● **Dataset entries**:
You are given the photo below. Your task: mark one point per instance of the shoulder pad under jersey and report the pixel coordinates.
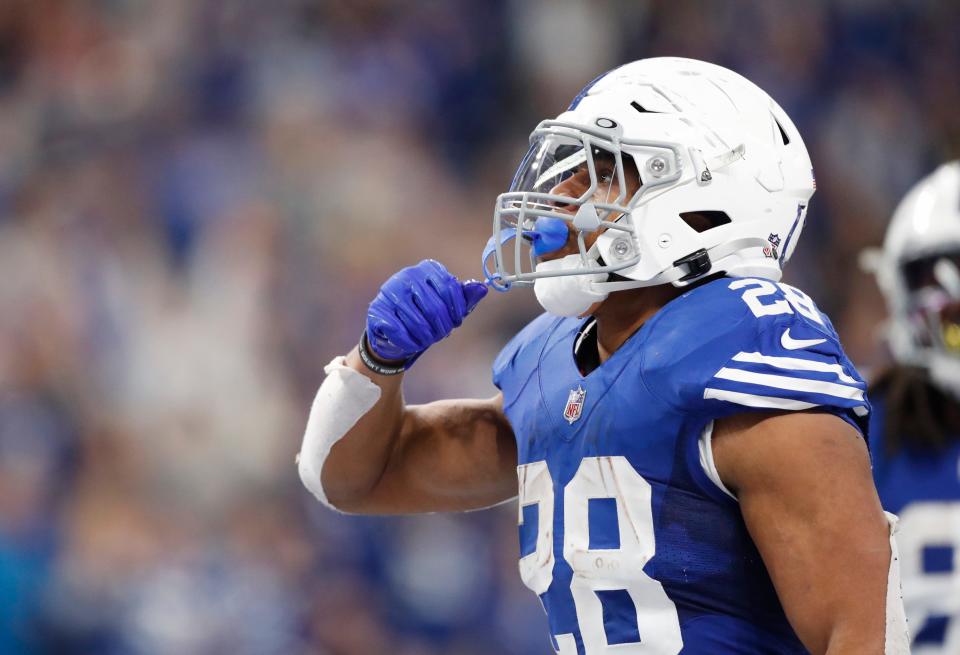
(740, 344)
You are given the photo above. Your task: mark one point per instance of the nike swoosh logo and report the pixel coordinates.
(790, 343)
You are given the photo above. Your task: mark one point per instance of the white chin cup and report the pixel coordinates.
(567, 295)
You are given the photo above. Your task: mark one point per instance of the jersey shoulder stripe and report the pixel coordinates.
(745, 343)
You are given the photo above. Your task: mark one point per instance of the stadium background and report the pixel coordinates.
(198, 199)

● **YOUR OBJECTIVE**:
What is wanted is a word-for-word restatement of the entries, without their images.

● **SOLUTION FOR THIS PROBLEM**:
You are given the photo below. Your task: mark one point per instance of the shoulder pad under jersey and report the pixel coordinates.
(740, 344)
You are given the photo above. Your task: mark one point per instance of the nike swoosh logo and report the pixel coordinates.
(790, 343)
You are given the photo above. Your task: mark one point per instance of the white chin cup and report the pixel coordinates.
(567, 295)
You are given the photo above. Your task: mark one point per instance of the jersey shoulder stripe and report the pixel coordinates.
(745, 343)
You are given the photo above. Your task: mark one point per instance of the stadium background and report the pixel coordinates.
(198, 199)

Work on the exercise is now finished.